> _What you have to do_:
How does the text on intentional conversation define covenant friendships?

> _Text section_:
The Weekly Practice:

ONE HOUR A WEEK IN INTENTIONAL CONVERSATION

Meditation:

Saying what you mean is the seed of friendship. And friendships will make or break your life.

 

This is why The Common Rule tries to make a weekly habit out of intentional conversation.

There are two reasons why this habit is fundamental to a life of loving God and neighbor: The first has to do with the importance of friendship. The second with the importance of telling the truth.

I believe that real friendships – what I like to call covenant friendships – will make or break your life. I define covenant friendships as vulnerability sustained across time. Put otherwise, they’re the people who know everything about you, and they aren’t going away. Covenant friendships are a matter of life or death because with them, you will thrive, and without them, some essential part of you, if not all of you, will die. Recently a Boston Globe article has described the actual health risks of loneliness, which is very interesting, but stops short of the whole truth: We were made for friendships, body and soul.

The reason this makes or breaks life is because the Gospel is made concrete in friendships. I do actually believe that Jesus knows me completely and yet loves me anyway. But when my friend listens to my fears and struggles, hears of my addictions and oddities, and then stays close to me – I feel the reality of Christ’s love embodied. I can touch it.

But you don’t get friendship without truth-telling, which is part of the habit here. The whole world is familiar with our strange relational default – to be with the people we love, over and over, yet never say what we actually mean. This is why habits of friendship are not only shared time & hobbies, but must be punctuated with intentional conversations.

By intentional conversation I am thinking of nothing more complicated than saying what we mean. But that is not to say it is easy. I think it is very hard because it is very counter-cultural.

It begins with someone you can be frank with, complain to, let your hair down with. Then it becomes focused conversation. Maybe about a mutual hobby. Maybe speaking deeply and openly about a public concern or debating something worth hashing out. Often this means just being honest enough to admit you actually care about something, whether big or small, and then proceed to talk it through. Finally, though, this must develop into the art of telling secrets – letting people into what only they or a few others know, which is to say that you finally become totally honest.

When the seed of saying what you mean with others grows into a norm, vulnerable friendships grow and we enter a new counter-cultural realm. A world where our communities bear out the habits of vulnerability and intentionality by default.

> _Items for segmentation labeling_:
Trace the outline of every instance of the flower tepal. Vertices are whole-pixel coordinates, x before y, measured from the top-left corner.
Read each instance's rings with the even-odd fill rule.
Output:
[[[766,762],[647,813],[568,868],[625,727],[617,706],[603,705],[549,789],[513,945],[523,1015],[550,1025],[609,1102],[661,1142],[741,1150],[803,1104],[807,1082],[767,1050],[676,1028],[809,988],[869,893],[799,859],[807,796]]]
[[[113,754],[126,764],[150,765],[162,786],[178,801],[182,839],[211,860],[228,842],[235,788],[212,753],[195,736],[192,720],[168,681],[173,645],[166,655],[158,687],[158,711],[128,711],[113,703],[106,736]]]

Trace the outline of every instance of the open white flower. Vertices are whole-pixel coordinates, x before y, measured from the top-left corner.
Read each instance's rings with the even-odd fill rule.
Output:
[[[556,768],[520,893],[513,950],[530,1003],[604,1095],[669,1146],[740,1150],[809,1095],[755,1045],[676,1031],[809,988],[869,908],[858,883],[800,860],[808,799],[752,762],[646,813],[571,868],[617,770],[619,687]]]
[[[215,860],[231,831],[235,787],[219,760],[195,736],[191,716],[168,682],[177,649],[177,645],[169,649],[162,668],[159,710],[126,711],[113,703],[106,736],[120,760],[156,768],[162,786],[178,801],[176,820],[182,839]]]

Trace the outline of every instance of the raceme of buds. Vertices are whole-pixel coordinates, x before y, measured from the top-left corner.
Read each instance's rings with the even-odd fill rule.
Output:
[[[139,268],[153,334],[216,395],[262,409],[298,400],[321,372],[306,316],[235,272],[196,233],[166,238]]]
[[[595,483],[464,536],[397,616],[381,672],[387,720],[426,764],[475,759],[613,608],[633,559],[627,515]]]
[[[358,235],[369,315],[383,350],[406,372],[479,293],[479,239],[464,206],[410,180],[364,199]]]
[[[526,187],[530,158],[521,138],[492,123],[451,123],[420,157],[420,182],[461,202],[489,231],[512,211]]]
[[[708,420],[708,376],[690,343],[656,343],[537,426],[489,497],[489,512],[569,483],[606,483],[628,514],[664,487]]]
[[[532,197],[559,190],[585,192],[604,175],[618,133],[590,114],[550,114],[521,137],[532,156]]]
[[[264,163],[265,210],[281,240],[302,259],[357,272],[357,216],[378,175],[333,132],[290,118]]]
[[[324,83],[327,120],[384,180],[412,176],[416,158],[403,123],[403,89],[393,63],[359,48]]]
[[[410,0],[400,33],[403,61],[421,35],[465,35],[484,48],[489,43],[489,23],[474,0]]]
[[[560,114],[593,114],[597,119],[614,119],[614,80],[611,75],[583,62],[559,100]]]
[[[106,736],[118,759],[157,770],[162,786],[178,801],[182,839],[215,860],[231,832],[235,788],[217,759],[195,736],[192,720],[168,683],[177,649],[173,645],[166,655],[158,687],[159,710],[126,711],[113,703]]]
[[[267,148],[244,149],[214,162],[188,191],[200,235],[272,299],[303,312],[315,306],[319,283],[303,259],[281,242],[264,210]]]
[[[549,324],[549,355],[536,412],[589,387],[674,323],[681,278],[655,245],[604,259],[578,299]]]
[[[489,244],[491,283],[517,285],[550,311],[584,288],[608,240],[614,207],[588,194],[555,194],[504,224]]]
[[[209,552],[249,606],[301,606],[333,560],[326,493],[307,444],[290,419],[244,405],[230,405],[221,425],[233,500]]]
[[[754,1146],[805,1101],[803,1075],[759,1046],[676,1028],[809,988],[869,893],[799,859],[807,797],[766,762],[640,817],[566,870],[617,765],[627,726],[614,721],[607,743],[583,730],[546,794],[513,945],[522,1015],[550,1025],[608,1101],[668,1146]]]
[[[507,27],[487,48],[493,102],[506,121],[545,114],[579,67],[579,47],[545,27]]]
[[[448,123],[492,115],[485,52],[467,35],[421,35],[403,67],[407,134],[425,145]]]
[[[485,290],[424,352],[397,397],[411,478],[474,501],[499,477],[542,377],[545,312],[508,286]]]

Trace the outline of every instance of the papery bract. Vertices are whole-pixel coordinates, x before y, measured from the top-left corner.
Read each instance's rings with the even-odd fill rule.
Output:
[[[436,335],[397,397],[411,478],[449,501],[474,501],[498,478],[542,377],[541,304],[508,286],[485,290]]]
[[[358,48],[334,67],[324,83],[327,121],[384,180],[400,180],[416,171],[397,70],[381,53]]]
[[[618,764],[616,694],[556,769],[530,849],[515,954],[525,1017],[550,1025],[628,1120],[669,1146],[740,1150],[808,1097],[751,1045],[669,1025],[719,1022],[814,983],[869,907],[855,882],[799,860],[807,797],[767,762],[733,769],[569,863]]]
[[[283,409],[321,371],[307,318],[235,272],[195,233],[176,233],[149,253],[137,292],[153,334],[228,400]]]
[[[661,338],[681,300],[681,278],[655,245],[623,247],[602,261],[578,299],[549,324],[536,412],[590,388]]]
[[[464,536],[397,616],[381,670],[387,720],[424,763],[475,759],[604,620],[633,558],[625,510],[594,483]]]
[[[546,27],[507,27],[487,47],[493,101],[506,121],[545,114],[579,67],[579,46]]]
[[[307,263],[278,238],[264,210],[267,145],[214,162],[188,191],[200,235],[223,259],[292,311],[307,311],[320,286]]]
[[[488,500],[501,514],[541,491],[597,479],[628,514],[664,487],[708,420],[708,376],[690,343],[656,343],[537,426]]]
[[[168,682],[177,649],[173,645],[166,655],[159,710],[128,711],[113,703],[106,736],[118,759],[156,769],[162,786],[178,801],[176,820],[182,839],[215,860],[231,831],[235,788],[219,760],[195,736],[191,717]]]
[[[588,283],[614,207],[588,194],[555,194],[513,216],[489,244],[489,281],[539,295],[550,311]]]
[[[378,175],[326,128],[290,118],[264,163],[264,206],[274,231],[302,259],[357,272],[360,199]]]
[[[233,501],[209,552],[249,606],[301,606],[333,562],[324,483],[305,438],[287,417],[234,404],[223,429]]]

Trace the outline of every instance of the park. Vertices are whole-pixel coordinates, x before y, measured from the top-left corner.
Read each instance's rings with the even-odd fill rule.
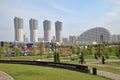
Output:
[[[3,50],[6,50],[5,52]],[[29,52],[24,55],[25,52],[21,44],[10,47],[10,44],[5,43],[4,46],[0,47],[0,59],[1,60],[18,60],[18,61],[37,61],[42,62],[53,62],[61,63],[60,66],[54,67],[52,64],[50,66],[35,66],[25,64],[4,64],[2,61],[0,63],[0,70],[11,75],[15,80],[30,80],[36,76],[39,79],[58,79],[58,77],[64,77],[62,80],[68,79],[85,79],[89,80],[86,76],[93,78],[94,80],[111,80],[109,76],[120,75],[120,46],[110,45],[107,43],[101,43],[97,45],[89,44],[87,46],[79,46],[77,44],[65,46],[56,43],[43,44],[39,43],[37,46],[32,45]],[[12,52],[12,53],[11,53]],[[9,54],[9,55],[8,55]],[[42,61],[42,62],[41,62]],[[60,65],[61,65],[60,64]],[[64,65],[63,65],[64,64]],[[83,71],[76,72],[70,69],[65,69],[66,64],[75,64],[80,66],[88,66],[87,73]],[[49,70],[51,69],[51,70]],[[41,71],[42,70],[42,71]],[[57,72],[58,71],[58,72]],[[94,71],[94,72],[93,72]],[[100,71],[105,71],[112,73],[105,77],[102,75],[105,72],[100,73]],[[69,74],[69,75],[68,75]],[[93,75],[94,74],[94,75]],[[56,76],[55,76],[56,75]],[[41,77],[40,77],[41,76]],[[48,77],[46,77],[48,76]],[[55,76],[55,77],[53,77]],[[74,76],[74,77],[70,77]],[[119,78],[119,77],[116,77]],[[59,78],[61,80],[61,78]],[[117,80],[117,79],[115,79]]]

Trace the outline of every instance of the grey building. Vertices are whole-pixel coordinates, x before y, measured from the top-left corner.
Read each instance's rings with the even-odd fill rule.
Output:
[[[24,41],[23,19],[19,17],[14,18],[15,41]]]
[[[43,29],[44,29],[44,41],[51,42],[51,21],[44,20]]]
[[[111,35],[111,43],[120,43],[120,35],[119,34]]]
[[[30,41],[38,42],[38,21],[36,19],[29,20],[30,25]]]
[[[55,22],[56,42],[62,43],[62,22]]]

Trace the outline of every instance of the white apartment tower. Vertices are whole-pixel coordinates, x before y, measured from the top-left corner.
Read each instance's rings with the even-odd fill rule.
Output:
[[[51,42],[51,21],[45,20],[43,21],[44,28],[44,41]]]
[[[62,22],[55,22],[56,42],[62,43]]]
[[[35,19],[29,20],[30,25],[30,41],[38,42],[38,21]]]
[[[19,17],[14,18],[15,41],[24,41],[23,19]]]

> _In response_:
As vulnerability sustained across time.